Extracted records:
----------------
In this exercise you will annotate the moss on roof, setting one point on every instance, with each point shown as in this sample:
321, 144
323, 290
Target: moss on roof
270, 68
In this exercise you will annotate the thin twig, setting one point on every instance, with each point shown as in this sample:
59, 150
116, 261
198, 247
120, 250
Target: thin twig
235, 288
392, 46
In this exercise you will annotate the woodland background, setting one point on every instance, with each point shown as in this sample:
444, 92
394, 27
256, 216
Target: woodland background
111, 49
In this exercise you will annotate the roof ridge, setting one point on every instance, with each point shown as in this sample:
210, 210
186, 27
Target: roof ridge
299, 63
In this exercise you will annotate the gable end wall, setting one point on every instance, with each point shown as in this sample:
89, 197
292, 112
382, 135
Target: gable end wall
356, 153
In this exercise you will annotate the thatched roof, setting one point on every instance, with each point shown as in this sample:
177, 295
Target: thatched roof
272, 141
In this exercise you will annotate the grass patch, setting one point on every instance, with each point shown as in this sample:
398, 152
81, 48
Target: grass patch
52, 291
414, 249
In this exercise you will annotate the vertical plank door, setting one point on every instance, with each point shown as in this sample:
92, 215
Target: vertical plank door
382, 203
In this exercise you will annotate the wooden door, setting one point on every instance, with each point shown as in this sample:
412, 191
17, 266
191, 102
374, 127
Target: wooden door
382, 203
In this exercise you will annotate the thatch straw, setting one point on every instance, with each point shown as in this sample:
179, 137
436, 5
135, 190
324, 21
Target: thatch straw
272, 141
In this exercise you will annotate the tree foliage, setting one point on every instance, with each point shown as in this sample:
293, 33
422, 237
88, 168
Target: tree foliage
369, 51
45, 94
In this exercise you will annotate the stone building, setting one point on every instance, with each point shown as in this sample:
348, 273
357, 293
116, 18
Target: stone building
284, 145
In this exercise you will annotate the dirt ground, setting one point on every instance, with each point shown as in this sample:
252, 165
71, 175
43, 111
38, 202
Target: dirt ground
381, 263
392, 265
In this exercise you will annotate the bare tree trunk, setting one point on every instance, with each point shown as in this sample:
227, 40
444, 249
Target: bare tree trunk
----------------
Exercise prompt:
Reproduce all of the records precisely. No word may differ.

Result:
In this exercise you will annotate the moss on roof, setting one point on every instance, with each point shown as in this sample:
321, 144
323, 290
Target: moss on roof
270, 68
In this exercise you will annotate the thin twig, setting one point on every instance, with each point shown as in this sample:
59, 150
116, 261
198, 247
120, 250
Target: thin twig
235, 288
392, 46
In this exercise you will annotate the woodland background, setting one point on every instance, with each point shown as in this sample:
444, 92
394, 27
256, 216
Target: woodland background
111, 49
In this exercise you will annotate the roof ridge, setting one point on every instance, with each point shown as in this sample:
210, 210
186, 27
Target: roof ridge
299, 63
In this exercise you will annotate the gable end wall, setting one point on every instance, with each point shown as in this sample:
89, 197
292, 112
382, 135
Target: gable end wall
356, 153
In this exercise you will annotate the thatched roof, setting one point on every instance, with each point shown as in this sample:
177, 295
Target: thatched roof
272, 141
In this exercise you will annotate the grass patch, setting one point on every instance, with each point shown as in this sample:
398, 152
81, 48
Target: grass patch
52, 291
414, 249
In this exercise you will annotate the vertical plank door, setting one point on every instance, with each point shown as in this sample:
92, 215
Target: vertical plank door
382, 203
In this exercise you will annotate the wooden door, setting one point on every instance, with each point shown as in this sample:
412, 191
17, 266
191, 102
374, 127
Target: wooden door
382, 203
In this exercise you will annotate the thatch straw, setting one point on every instance, with each point shown as in this sample:
179, 137
436, 5
135, 190
324, 21
Target: thatch straw
272, 141
In this exercise you will annotate the tree foliage, setting one point on every instance, with each point shown as in this sample:
293, 33
422, 237
88, 168
Target: tree foliage
369, 51
45, 94
In this exercise you will annotate the stone building, setting one point on every instance, with each point shown as in this sample:
348, 273
357, 293
116, 18
Target: stone building
284, 145
In this exercise you will annotate the dirt ground, setting one point on every instance, with each point shown as in this sample:
252, 165
71, 175
43, 111
38, 202
Target: dirt ground
381, 263
392, 265
In this exercise you will annotate the bare tree trunk, setting one point on every instance, with each point shown as in this sample:
227, 40
444, 249
Target: bare tree trunk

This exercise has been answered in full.